*** Data extract

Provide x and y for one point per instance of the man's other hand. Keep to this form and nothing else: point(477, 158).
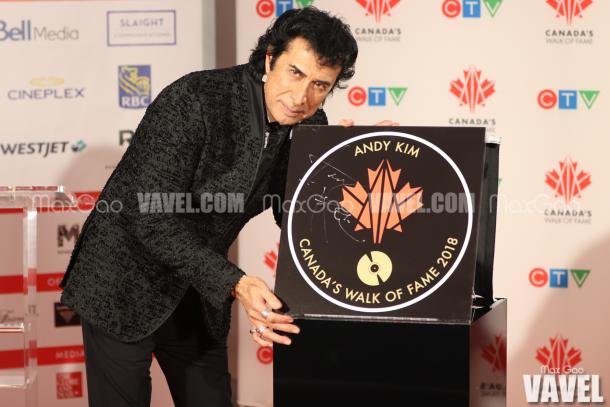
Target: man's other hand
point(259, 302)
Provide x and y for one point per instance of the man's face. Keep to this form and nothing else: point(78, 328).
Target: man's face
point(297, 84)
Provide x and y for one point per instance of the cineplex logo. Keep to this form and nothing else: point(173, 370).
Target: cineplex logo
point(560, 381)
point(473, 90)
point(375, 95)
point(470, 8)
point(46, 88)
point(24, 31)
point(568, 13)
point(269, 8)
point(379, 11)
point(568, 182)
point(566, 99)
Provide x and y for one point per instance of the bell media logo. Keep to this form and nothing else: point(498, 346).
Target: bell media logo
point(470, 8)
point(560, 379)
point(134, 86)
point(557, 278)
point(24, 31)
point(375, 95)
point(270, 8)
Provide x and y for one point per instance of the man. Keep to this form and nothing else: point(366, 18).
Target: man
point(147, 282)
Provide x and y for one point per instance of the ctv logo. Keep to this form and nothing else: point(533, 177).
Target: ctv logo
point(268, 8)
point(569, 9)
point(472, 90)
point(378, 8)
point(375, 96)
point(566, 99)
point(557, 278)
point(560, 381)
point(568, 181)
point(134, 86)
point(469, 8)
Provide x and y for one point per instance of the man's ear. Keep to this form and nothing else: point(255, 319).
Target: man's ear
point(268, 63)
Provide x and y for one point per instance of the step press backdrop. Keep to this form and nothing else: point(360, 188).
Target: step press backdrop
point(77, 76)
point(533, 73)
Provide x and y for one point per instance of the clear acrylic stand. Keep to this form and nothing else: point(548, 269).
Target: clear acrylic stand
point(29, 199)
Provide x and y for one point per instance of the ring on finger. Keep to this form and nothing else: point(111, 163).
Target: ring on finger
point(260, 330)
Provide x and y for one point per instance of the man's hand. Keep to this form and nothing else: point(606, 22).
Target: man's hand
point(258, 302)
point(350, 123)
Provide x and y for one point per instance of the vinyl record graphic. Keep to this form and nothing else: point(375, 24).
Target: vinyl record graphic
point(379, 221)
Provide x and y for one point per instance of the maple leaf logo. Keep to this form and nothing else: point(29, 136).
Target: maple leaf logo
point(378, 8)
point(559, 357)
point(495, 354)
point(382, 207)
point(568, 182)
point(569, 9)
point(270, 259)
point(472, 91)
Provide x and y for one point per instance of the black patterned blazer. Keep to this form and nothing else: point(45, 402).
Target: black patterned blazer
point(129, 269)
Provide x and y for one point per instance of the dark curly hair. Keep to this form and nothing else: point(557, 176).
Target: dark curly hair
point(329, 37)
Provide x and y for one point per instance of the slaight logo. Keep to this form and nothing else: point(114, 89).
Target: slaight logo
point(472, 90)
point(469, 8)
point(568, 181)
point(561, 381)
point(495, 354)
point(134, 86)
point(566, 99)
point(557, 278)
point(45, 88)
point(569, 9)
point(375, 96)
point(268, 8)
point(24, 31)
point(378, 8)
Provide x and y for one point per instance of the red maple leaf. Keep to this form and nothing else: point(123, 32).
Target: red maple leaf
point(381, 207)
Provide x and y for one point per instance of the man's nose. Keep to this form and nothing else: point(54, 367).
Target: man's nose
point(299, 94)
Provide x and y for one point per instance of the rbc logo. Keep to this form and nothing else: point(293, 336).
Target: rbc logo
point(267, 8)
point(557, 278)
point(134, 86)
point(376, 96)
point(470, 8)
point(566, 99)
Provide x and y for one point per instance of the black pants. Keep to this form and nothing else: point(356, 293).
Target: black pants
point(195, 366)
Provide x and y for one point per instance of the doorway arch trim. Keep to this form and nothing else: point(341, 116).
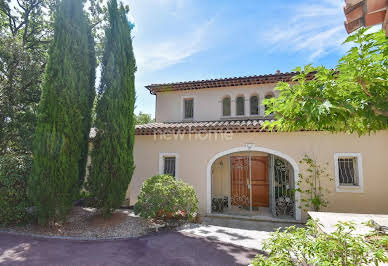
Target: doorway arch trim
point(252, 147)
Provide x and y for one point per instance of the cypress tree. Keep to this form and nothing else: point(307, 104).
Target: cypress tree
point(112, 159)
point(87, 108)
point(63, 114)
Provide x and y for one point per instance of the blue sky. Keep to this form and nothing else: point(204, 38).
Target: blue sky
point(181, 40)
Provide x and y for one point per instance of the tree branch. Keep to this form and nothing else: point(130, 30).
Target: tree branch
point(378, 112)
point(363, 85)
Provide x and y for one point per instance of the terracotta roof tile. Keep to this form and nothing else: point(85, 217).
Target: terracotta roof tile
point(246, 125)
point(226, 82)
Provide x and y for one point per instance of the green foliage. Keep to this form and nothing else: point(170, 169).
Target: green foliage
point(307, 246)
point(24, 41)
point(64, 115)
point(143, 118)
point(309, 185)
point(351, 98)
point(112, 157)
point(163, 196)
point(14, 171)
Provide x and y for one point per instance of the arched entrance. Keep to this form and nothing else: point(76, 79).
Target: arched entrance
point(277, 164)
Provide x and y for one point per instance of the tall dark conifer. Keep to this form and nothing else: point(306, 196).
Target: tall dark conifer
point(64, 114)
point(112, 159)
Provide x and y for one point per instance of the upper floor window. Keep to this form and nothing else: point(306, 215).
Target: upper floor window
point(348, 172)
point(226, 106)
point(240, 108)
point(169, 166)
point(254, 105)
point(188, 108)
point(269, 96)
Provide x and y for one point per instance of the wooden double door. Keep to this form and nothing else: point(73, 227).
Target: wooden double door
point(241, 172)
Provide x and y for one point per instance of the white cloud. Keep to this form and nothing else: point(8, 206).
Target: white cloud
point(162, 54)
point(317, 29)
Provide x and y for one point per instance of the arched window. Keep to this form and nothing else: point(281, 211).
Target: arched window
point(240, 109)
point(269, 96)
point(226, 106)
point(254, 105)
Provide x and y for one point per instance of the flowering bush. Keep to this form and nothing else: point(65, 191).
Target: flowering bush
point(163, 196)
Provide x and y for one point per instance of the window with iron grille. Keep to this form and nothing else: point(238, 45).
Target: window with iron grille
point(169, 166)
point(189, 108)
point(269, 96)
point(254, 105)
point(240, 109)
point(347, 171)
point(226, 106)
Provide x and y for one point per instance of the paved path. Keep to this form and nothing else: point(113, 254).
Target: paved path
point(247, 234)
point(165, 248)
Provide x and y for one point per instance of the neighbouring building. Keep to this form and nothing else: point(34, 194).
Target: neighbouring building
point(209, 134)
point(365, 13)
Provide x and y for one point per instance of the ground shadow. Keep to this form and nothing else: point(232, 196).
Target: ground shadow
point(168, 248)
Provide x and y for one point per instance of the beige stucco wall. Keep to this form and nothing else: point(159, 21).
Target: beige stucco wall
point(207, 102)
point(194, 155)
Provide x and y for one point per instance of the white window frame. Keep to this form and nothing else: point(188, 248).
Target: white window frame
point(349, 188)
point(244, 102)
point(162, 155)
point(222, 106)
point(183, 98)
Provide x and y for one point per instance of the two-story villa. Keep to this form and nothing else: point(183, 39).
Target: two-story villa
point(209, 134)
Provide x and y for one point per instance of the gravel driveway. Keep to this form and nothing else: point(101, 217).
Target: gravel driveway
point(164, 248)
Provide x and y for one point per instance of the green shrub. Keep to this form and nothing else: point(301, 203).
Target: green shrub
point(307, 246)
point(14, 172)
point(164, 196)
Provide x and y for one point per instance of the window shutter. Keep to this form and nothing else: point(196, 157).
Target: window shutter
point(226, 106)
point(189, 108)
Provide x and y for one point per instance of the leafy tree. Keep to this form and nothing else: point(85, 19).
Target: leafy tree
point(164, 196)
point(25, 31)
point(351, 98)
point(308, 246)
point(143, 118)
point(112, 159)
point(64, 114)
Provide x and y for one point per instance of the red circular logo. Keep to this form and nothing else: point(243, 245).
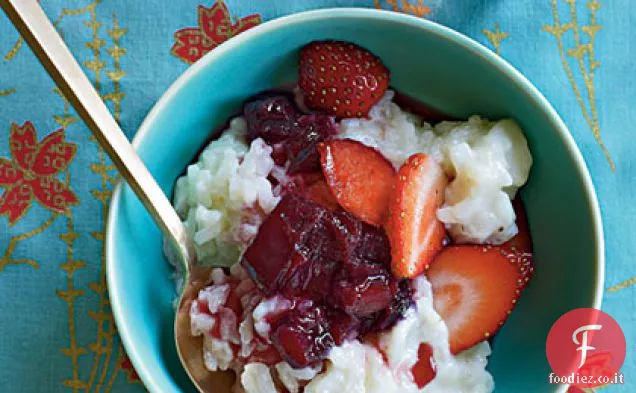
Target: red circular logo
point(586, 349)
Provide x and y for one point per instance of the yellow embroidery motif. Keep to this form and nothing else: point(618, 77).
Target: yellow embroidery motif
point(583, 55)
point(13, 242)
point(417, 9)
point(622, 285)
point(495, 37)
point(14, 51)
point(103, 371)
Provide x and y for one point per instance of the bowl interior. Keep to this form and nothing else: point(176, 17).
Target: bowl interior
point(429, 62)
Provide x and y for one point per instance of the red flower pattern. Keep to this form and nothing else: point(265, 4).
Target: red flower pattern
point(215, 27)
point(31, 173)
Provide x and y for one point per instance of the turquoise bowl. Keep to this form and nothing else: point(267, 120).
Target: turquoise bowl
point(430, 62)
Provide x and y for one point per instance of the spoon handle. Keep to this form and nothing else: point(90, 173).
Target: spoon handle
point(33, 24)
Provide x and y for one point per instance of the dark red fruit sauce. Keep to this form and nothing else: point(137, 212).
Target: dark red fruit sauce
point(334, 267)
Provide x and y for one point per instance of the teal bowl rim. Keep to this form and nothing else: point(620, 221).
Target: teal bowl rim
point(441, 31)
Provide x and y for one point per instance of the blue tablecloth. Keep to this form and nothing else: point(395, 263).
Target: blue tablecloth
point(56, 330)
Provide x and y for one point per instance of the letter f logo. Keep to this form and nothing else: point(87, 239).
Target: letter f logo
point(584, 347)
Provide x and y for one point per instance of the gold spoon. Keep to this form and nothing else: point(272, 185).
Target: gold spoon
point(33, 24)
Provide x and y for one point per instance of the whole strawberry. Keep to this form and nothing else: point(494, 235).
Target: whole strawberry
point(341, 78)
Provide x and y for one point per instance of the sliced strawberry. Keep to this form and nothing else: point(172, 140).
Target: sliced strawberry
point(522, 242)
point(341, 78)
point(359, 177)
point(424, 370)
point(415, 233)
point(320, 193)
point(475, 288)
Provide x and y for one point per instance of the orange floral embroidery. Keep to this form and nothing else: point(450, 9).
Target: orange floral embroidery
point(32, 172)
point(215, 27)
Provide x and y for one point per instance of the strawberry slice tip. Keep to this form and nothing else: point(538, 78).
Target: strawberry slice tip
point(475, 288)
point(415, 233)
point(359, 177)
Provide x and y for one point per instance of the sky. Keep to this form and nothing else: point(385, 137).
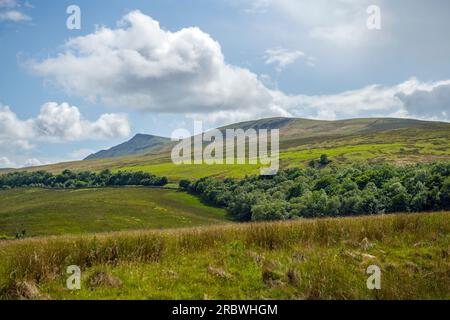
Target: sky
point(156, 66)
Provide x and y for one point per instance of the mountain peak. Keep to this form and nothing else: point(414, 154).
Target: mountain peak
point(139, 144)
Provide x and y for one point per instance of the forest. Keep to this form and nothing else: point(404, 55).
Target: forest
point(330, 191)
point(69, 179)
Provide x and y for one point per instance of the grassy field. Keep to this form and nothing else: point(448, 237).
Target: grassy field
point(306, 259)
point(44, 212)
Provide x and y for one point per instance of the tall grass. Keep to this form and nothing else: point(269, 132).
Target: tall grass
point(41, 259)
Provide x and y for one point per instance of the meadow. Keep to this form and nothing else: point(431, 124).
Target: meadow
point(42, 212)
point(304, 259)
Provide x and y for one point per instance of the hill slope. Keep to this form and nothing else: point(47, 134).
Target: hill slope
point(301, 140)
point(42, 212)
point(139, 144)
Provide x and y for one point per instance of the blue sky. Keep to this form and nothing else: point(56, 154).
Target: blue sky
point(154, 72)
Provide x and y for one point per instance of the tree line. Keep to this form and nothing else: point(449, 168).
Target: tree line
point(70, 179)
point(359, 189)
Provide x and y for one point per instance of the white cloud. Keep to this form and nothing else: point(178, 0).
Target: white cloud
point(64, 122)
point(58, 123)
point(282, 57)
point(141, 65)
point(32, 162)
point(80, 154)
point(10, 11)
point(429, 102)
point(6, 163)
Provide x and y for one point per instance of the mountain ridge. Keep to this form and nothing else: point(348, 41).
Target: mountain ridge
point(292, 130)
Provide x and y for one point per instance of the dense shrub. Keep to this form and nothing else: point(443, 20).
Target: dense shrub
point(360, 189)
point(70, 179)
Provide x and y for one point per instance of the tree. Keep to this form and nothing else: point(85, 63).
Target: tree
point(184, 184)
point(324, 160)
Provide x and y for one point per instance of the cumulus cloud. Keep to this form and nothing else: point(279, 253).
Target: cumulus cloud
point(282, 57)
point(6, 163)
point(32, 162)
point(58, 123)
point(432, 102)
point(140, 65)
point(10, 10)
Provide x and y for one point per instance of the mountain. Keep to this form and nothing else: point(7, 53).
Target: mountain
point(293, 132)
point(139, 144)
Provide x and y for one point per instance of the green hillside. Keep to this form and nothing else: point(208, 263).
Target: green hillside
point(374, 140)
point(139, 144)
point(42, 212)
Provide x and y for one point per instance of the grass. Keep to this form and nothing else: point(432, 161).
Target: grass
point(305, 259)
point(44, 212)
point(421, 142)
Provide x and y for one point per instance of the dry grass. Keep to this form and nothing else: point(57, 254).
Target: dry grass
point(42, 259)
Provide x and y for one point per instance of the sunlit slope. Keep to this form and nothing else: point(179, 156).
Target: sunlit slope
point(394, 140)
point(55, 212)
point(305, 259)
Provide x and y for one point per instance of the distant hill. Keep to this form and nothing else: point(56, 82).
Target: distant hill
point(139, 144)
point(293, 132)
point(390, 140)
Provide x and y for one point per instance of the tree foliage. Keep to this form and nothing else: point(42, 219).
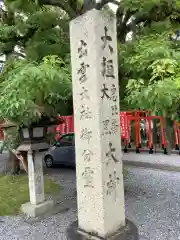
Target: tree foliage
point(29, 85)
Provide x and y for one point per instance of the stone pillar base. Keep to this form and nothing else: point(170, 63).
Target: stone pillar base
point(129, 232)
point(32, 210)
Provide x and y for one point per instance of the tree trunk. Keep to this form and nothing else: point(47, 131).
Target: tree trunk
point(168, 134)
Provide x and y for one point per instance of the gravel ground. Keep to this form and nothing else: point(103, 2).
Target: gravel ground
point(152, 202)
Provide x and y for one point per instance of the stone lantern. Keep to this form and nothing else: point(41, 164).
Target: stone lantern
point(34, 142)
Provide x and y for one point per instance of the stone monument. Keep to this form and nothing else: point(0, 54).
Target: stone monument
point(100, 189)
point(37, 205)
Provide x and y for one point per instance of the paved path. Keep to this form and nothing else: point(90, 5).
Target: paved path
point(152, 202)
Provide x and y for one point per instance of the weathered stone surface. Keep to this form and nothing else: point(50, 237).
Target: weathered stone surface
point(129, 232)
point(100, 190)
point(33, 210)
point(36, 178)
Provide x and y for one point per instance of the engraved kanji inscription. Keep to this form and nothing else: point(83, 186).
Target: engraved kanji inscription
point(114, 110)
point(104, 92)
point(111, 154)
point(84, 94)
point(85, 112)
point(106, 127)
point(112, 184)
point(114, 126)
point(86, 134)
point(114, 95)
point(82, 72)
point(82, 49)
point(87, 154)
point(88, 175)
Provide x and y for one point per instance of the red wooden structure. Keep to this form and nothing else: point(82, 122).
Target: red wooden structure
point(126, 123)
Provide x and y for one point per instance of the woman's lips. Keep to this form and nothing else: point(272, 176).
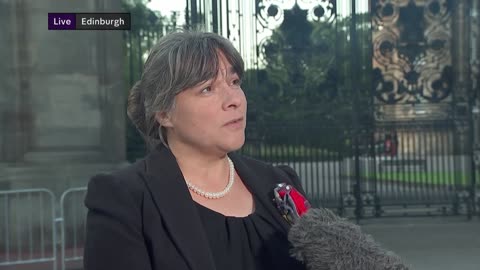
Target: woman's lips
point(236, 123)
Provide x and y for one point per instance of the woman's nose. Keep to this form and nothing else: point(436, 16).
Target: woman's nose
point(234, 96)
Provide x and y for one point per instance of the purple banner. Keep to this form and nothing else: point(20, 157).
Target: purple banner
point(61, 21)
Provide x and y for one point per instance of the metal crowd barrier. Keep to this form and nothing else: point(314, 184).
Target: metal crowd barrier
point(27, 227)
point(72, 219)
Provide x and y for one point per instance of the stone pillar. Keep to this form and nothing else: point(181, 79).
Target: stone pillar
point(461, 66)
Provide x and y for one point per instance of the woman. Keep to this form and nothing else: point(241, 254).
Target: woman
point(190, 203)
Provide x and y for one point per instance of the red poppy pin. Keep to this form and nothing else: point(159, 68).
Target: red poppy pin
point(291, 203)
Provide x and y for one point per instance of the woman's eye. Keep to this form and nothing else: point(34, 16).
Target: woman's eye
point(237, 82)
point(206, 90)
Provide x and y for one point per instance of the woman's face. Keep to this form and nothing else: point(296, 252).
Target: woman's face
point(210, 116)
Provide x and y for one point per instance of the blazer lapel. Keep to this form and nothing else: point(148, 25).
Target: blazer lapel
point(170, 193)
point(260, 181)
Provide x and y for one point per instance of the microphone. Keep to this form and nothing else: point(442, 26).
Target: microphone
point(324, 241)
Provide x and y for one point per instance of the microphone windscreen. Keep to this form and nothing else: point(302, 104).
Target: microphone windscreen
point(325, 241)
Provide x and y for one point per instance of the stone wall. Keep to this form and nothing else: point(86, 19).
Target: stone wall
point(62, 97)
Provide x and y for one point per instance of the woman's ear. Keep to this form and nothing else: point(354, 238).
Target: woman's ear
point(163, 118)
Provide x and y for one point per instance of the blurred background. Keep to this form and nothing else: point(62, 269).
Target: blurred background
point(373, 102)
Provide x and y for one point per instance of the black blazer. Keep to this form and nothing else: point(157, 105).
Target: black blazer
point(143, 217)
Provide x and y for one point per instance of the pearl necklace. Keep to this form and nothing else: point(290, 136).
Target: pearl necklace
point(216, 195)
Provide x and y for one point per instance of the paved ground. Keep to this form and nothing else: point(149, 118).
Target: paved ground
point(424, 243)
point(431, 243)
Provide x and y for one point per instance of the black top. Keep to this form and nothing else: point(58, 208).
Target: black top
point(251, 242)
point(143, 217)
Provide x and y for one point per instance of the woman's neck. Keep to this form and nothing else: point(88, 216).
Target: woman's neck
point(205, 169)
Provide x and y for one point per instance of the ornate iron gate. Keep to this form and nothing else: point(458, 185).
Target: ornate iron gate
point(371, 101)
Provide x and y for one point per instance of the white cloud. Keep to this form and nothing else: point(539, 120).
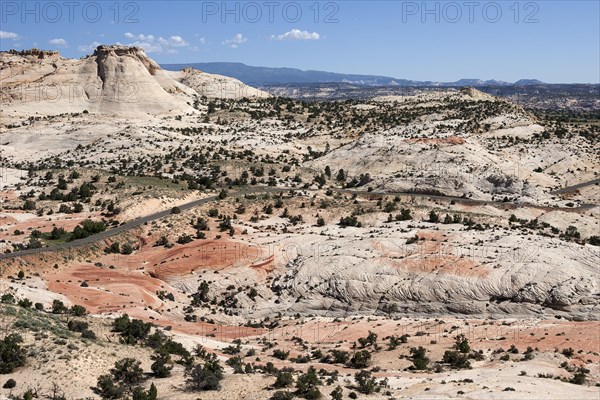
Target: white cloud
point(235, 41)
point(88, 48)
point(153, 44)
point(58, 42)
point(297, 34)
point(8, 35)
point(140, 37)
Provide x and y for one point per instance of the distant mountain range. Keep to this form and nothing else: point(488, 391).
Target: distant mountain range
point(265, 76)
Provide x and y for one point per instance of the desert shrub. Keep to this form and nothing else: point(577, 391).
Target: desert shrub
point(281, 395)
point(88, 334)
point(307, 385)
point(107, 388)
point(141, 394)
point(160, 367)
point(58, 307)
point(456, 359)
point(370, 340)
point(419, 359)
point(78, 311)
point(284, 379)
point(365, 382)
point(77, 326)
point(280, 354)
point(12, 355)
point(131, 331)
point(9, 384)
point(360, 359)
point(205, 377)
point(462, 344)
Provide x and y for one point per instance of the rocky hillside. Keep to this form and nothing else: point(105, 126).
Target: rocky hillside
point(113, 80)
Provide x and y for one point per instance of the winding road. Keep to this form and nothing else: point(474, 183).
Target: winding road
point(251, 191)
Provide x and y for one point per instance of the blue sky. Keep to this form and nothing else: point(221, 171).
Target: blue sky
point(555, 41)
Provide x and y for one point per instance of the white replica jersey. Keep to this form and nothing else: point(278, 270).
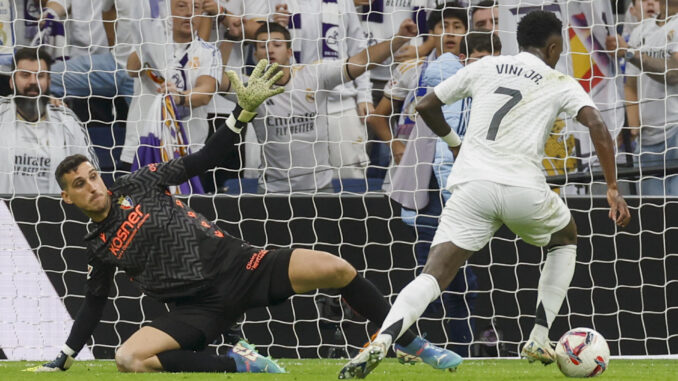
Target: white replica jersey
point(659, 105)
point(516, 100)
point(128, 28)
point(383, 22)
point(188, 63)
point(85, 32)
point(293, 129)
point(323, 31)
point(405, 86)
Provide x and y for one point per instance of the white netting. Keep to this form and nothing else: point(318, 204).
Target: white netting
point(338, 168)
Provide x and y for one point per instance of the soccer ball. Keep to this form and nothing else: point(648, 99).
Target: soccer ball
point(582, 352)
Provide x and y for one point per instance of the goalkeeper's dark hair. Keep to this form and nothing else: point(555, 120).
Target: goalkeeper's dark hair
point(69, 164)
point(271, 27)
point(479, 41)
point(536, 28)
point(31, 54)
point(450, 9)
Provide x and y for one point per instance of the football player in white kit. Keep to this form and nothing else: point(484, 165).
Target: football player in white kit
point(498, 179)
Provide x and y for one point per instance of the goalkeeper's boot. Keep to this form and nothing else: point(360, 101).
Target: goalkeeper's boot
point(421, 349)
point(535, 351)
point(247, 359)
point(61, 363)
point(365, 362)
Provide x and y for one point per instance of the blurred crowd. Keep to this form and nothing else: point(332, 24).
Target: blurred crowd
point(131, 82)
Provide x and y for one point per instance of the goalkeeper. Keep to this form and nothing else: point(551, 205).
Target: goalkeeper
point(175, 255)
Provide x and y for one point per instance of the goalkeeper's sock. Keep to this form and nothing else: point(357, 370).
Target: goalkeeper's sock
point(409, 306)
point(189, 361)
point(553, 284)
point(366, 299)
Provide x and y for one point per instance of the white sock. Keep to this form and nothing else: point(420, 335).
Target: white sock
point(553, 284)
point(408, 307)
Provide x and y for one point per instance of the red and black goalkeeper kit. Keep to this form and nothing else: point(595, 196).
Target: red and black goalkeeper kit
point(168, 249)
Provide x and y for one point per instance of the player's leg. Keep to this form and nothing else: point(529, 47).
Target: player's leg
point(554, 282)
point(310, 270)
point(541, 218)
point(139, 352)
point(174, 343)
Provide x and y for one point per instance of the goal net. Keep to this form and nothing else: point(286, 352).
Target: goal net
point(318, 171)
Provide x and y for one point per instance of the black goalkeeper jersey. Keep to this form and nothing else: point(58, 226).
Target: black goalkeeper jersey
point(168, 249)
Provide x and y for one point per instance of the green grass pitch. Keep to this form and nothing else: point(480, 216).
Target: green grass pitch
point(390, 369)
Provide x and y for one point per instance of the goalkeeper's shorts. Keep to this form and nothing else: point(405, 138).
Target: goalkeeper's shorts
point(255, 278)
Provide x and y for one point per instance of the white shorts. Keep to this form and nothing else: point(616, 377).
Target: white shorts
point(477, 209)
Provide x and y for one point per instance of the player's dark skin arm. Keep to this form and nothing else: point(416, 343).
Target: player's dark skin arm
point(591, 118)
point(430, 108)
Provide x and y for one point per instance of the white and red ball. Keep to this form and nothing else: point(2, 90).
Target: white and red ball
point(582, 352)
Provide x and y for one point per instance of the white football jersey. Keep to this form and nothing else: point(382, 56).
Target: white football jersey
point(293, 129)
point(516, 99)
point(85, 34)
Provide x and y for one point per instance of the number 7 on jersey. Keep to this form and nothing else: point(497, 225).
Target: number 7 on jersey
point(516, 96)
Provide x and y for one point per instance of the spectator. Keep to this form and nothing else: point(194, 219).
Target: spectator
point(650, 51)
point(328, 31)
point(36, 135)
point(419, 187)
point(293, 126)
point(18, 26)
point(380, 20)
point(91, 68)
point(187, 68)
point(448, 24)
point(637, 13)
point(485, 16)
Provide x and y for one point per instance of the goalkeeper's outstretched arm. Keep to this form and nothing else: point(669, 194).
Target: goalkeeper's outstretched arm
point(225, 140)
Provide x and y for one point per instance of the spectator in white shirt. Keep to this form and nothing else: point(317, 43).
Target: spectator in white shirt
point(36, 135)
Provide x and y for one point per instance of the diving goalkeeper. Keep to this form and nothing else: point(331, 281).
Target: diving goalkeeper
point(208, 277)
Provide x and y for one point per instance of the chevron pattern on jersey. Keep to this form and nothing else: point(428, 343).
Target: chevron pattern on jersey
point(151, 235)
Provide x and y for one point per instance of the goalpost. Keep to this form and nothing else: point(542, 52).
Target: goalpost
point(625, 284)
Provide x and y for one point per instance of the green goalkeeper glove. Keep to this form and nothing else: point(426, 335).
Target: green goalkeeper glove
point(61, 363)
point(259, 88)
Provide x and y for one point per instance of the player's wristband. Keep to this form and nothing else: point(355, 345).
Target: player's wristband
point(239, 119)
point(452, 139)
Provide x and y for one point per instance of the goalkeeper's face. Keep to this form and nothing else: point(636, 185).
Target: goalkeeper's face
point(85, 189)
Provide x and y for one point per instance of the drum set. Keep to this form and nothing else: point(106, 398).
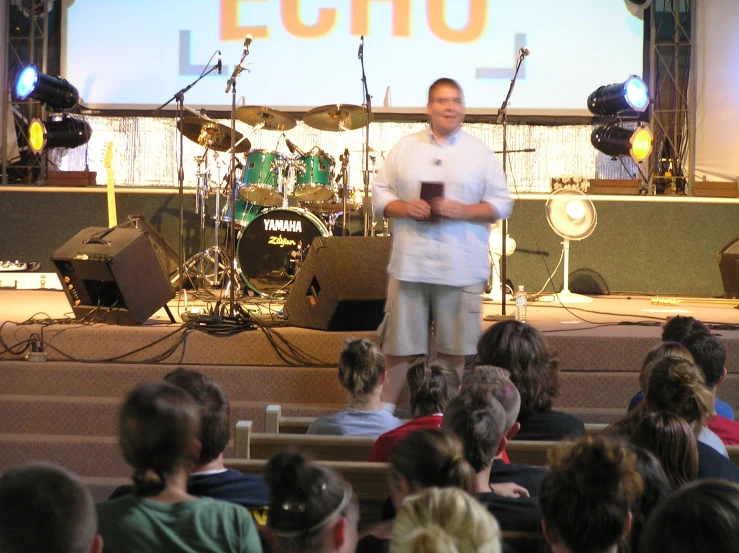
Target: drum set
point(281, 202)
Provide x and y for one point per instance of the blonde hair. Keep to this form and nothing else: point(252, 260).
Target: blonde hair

******

_Problem statement_
Please rewrite the material from its beginning through the line holding "point(533, 73)", both ends included, replacing "logo" with "emblem" and keeping everything else the same. Omit the pictures from your answer.

_The completed task_
Provide x and y for one point per instance of the man's other hand. Keep to this form and nothing else: point(477, 158).
Target: man's other hand
point(259, 302)
Provide x and y for one point per instance of the man's face. Keep to this form and nothing else: point(78, 328).
Target: man's face
point(297, 84)
Provide x and y for one point per instance of the cineplex emblem. Keep to this form and nothing else: point(173, 370).
Target: cineplex emblem
point(560, 381)
point(473, 90)
point(375, 95)
point(470, 8)
point(46, 88)
point(24, 31)
point(568, 13)
point(269, 8)
point(379, 11)
point(568, 182)
point(566, 99)
Provide x and y for one point per instance of the bell media emblem. Keep to this form and nothing else: point(498, 346).
Target: bell media emblem
point(470, 8)
point(560, 379)
point(134, 86)
point(557, 278)
point(24, 31)
point(375, 95)
point(270, 8)
Provide x and y for one point per instance of the man. Keep to this form and nothing else: point(366, 18).
Target: man
point(147, 282)
Provide x and y for one point per instance of the ctv emblem. Keep to this form and nothing else: point(533, 177).
Target: ctv emblem
point(268, 8)
point(569, 9)
point(472, 90)
point(378, 8)
point(375, 96)
point(566, 99)
point(557, 278)
point(560, 381)
point(568, 181)
point(134, 86)
point(469, 8)
Provide x and y for one point per instance of the man's ear. Keep to this form and nothing else: point(255, 319).
Target: man's ear
point(268, 63)
Provide x and y for one point per instance of the step press backdrop. Keep to this form and nothing else: point(360, 188).
Target: step press backdrop
point(77, 76)
point(533, 73)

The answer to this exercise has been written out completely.